START

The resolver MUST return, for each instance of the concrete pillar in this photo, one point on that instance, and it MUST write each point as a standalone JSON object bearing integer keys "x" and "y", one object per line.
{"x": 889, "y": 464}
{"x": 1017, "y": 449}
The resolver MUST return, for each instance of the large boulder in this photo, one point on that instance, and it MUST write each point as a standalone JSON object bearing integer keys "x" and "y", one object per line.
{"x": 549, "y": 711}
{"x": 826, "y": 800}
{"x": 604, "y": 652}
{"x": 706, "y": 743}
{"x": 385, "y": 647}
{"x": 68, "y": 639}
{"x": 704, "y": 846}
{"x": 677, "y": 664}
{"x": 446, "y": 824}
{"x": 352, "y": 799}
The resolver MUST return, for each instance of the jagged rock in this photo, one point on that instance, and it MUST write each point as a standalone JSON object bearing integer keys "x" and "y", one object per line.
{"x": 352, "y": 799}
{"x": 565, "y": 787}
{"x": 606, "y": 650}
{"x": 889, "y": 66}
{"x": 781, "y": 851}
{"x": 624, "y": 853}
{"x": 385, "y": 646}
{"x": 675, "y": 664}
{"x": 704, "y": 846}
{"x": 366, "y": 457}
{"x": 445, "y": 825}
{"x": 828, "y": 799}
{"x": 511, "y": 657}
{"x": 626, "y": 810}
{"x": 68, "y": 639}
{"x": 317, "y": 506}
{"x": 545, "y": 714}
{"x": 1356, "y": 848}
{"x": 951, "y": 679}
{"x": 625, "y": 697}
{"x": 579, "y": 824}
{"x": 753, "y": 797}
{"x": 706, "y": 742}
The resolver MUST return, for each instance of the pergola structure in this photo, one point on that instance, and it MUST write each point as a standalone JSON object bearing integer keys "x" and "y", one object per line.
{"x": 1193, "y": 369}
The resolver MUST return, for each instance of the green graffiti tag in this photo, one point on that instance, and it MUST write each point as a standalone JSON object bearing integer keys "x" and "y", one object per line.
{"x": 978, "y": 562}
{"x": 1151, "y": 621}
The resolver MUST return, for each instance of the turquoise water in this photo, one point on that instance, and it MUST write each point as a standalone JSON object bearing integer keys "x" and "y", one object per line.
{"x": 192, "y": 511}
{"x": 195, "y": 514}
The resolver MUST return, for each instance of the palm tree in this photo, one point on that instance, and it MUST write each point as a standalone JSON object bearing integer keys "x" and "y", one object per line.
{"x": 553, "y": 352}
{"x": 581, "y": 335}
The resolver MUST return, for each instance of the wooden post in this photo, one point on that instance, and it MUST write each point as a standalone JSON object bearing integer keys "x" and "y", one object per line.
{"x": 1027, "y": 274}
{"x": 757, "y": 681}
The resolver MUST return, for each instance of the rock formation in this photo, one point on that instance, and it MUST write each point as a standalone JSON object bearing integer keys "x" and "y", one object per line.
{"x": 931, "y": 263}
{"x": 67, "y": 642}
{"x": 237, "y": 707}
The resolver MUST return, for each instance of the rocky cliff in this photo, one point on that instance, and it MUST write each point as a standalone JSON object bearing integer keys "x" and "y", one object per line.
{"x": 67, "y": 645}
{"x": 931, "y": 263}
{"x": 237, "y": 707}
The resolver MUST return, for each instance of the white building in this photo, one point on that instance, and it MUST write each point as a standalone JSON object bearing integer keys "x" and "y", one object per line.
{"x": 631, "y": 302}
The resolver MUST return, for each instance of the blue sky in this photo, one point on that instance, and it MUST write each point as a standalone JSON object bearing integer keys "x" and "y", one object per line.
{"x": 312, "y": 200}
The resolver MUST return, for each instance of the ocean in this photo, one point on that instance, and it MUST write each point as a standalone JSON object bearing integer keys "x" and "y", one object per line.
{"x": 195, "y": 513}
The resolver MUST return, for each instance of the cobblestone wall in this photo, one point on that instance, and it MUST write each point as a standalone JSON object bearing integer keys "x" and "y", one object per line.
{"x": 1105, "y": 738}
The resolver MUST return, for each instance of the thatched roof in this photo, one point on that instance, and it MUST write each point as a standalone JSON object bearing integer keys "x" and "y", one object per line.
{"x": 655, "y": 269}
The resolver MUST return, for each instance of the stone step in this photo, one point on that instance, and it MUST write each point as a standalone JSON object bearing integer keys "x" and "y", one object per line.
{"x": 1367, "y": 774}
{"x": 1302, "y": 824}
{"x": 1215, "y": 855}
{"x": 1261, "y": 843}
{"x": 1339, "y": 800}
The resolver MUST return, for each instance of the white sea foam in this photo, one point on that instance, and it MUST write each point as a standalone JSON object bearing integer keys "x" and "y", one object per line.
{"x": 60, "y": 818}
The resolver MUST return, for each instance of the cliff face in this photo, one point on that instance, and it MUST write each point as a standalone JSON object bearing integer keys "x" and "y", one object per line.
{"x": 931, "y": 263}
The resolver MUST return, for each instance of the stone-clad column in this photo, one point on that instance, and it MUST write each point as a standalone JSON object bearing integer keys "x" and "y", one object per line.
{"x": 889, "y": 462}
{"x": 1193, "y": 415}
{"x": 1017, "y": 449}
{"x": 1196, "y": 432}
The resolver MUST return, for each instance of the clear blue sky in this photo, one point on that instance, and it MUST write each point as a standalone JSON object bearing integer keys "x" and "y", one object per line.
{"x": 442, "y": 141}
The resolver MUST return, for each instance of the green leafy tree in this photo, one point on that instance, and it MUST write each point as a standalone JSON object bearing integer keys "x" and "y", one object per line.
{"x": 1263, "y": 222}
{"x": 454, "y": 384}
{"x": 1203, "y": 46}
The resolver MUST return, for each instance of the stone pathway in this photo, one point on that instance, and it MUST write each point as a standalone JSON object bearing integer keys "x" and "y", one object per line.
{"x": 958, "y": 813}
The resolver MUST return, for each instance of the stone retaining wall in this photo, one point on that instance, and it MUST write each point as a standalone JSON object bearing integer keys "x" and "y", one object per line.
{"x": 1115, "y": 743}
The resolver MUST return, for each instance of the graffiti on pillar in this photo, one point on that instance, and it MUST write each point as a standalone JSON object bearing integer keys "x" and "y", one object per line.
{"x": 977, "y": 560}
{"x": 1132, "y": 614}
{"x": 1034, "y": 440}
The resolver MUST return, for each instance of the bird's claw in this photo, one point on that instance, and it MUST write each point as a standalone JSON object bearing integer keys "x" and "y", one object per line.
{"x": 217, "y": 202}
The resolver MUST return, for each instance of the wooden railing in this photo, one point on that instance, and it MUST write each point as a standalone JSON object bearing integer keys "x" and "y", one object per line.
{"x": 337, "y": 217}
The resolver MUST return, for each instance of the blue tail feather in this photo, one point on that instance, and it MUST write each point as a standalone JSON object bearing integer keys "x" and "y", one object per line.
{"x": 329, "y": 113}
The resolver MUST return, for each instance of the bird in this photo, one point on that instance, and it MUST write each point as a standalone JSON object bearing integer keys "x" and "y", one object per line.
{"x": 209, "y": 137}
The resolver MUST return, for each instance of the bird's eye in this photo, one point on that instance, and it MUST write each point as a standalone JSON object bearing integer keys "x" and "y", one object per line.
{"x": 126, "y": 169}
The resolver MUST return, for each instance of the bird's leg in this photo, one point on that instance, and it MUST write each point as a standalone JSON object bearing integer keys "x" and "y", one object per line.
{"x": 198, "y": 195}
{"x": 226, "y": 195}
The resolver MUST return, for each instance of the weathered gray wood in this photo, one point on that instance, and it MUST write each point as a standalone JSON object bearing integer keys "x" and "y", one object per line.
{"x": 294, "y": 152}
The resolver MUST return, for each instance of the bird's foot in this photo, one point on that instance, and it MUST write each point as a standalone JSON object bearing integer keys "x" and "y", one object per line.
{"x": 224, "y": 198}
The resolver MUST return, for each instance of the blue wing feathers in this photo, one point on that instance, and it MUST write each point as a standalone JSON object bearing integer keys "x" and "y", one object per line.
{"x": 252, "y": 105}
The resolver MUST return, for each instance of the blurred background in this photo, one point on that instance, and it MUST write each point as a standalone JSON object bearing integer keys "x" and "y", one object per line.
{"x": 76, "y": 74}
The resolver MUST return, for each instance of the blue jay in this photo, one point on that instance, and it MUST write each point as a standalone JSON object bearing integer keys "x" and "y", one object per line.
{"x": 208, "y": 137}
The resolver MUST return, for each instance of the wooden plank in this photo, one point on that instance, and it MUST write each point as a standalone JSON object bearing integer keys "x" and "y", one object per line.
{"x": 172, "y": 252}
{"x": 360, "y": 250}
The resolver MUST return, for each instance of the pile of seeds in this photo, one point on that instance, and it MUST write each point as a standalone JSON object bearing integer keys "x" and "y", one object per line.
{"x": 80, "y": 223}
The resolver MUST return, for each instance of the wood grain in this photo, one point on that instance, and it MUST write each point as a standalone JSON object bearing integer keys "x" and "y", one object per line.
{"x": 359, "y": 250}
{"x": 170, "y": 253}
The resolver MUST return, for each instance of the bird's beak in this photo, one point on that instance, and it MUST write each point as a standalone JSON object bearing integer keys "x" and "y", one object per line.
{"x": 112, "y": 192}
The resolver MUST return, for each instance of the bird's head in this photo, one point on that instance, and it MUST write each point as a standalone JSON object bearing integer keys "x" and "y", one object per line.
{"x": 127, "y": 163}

END

> **Given request**:
Format the lines from the one containing "The resolver MUST return, for each instance of the bird's beak" through the final line above as a JSON list of strings, one string per line, with blank lines omitted.

> **Correct output**:
[
  "The resolver MUST return, for each instance of the bird's beak in this photo, one point on that instance, and it MUST write each point as a standalone JSON object bearing integer keys \"x\" and \"y\", one object per line.",
  "{\"x\": 112, \"y\": 192}",
  "The resolver MUST return, for each instance of the bird's head in this photo, one point on that instance, and it MUST write each point as a standalone JSON object bearing integer keys \"x\" and \"y\", one object per line.",
  "{\"x\": 127, \"y\": 163}"
]